▸ **ISTRUZIONE**
Riscrivi come elenco numerato, senza righe vuote, solo le righe del materiale comprese tra quella che contiene "Pinpoint every forehead in the frame." e quella che contiene "417,204,431,226", entrambe incluse.

Record di annotazione per il rilevamento:
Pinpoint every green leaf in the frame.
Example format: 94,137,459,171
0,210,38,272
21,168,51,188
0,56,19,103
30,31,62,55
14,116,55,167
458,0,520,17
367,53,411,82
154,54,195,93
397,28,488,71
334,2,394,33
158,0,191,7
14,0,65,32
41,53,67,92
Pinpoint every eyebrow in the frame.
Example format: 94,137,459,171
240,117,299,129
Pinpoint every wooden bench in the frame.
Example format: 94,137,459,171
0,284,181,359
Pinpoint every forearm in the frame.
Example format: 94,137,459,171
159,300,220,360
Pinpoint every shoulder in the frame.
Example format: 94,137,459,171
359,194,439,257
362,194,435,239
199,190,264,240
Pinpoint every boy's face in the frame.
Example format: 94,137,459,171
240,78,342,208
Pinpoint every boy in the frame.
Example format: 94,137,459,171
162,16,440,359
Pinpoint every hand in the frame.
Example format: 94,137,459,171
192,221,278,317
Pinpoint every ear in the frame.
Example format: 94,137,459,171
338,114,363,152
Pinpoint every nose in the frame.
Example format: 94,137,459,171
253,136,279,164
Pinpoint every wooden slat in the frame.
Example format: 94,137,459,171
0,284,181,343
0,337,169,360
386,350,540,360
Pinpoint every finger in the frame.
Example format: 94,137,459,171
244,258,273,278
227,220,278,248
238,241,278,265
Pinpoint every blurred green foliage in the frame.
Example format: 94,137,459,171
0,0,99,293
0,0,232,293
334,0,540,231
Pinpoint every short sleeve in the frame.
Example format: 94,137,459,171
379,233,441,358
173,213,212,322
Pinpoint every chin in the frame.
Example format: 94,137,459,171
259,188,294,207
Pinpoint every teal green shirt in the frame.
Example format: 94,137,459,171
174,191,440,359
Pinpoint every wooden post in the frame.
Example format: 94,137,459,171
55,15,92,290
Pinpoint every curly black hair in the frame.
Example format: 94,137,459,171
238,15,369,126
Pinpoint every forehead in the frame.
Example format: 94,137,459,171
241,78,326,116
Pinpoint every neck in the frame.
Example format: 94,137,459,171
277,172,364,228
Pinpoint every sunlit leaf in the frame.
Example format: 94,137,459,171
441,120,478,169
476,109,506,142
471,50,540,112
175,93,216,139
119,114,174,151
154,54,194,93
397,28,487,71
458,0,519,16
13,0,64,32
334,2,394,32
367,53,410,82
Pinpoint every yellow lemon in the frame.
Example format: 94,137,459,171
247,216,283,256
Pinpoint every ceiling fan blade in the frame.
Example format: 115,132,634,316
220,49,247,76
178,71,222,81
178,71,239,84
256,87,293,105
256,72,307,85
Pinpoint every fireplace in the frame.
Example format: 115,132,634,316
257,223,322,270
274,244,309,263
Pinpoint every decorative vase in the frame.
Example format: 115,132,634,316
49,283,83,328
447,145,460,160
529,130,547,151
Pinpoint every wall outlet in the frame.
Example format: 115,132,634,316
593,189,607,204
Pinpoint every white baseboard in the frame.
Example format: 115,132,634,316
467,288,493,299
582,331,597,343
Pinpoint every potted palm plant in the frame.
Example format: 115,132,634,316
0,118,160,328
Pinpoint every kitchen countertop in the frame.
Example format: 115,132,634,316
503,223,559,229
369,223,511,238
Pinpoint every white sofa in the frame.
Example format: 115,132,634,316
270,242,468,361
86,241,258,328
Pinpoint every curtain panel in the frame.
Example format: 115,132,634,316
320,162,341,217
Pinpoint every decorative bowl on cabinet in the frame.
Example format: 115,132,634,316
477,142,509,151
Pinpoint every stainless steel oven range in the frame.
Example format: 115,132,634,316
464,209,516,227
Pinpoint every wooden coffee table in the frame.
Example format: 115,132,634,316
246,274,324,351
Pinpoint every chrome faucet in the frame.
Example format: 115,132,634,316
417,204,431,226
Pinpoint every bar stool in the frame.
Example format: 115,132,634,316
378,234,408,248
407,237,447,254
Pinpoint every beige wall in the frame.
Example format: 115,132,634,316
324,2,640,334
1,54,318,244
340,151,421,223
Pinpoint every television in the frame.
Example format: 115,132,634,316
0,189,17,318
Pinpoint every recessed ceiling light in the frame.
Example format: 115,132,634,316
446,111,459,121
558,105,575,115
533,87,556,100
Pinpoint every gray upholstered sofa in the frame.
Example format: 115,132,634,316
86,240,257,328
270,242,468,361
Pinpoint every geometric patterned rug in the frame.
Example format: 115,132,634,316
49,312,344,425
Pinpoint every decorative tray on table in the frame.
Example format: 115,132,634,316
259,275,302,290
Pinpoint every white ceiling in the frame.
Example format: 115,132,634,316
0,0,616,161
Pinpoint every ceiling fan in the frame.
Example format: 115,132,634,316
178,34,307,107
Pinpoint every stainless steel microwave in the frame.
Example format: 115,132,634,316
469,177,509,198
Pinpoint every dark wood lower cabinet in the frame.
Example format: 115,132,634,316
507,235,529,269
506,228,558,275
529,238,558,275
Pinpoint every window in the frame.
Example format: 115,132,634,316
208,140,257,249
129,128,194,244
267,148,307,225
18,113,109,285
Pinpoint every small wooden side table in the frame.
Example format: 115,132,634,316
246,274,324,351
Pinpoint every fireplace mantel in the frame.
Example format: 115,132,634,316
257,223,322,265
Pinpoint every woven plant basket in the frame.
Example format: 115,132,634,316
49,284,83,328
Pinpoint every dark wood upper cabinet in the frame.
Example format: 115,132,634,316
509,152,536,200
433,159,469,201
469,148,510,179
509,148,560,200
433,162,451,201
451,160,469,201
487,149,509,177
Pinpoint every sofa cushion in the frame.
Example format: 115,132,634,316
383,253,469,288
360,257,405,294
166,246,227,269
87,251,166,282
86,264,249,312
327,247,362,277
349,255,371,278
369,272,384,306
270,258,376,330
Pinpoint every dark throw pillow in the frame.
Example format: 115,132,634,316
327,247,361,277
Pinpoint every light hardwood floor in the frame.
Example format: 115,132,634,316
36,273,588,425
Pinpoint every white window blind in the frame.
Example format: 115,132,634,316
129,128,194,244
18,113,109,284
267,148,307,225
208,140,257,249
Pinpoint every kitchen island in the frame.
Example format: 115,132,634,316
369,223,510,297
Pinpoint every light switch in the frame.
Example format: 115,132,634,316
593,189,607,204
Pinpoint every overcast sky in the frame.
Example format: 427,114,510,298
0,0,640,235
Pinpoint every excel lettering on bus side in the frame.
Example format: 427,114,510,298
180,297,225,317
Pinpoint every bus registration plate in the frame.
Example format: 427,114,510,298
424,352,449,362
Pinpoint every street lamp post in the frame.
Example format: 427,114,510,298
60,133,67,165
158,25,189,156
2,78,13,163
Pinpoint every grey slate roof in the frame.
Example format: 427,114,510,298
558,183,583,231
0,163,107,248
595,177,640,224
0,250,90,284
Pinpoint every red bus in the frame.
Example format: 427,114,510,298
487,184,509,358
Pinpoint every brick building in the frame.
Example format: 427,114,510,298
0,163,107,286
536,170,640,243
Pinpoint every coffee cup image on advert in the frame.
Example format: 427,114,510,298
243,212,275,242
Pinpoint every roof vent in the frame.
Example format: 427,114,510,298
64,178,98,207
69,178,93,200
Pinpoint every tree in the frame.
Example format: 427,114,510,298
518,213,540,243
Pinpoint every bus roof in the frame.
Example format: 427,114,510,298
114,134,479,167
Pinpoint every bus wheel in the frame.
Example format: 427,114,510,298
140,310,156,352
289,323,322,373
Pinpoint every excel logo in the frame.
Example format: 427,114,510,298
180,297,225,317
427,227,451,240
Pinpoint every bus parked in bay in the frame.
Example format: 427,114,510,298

▸ **RISULTATO FINALE**
1. Pinpoint every forehead in the frame.
2. Example format: 94,137,459,171
3. 241,78,326,116
4. Pinpoint every neck in the frame.
5. Example format: 94,137,459,171
6. 277,172,364,228
7. Pinpoint every sunlit leaf in the frame.
8. Example format: 94,137,459,171
9. 441,120,478,169
10. 476,109,506,142
11. 471,50,540,112
12. 175,93,216,139
13. 119,114,174,151
14. 154,54,194,93
15. 397,28,487,71
16. 458,0,519,16
17. 13,0,64,32
18. 334,2,394,32
19. 367,53,410,82
20. Pinpoint every yellow lemon in the frame.
21. Example format: 94,137,459,171
22. 247,216,283,256
23. Pinpoint every ceiling fan blade in the frame.
24. Example format: 115,132,634,316
25. 220,49,247,76
26. 178,71,222,81
27. 178,71,239,84
28. 256,87,293,105
29. 256,72,307,85
30. Pinpoint every fireplace in the frame.
31. Example format: 115,132,634,316
32. 257,223,322,270
33. 274,244,309,263
34. Pinpoint every decorative vase in the frame.
35. Example format: 115,132,634,316
36. 49,283,83,328
37. 447,145,460,160
38. 529,130,547,151
39. Pinpoint every wall outlet in the frame.
40. Example format: 115,132,634,316
41. 593,189,607,204
42. Pinpoint every white baseboard in the frame.
43. Example format: 115,132,634,316
44. 467,288,493,299
45. 582,331,597,343
46. Pinpoint every potted palm plant in the frame.
47. Example format: 115,132,634,316
48. 0,118,160,328
49. Pinpoint every kitchen countertop in the frame.
50. Example format: 115,132,634,316
51. 503,223,559,229
52. 369,223,511,238
53. Pinpoint every white sofa in the frame.
54. Example format: 115,132,634,316
55. 270,242,468,361
56. 86,241,258,328
57. Pinpoint every curtain panel in the frame.
58. Example format: 115,132,634,316
59. 320,162,341,217
60. Pinpoint every decorative bowl on cabinet in the frame.
61. Example format: 115,132,634,316
62. 477,142,509,151
63. Pinpoint every stainless steel oven range in the frame.
64. Example format: 115,132,634,316
65. 464,209,516,227
66. Pinpoint every wooden coffee table in the frame.
67. Example format: 115,132,634,316
68. 246,274,324,351
69. Pinpoint every chrome faucet in the frame.
70. Example format: 115,132,634,316
71. 417,204,431,226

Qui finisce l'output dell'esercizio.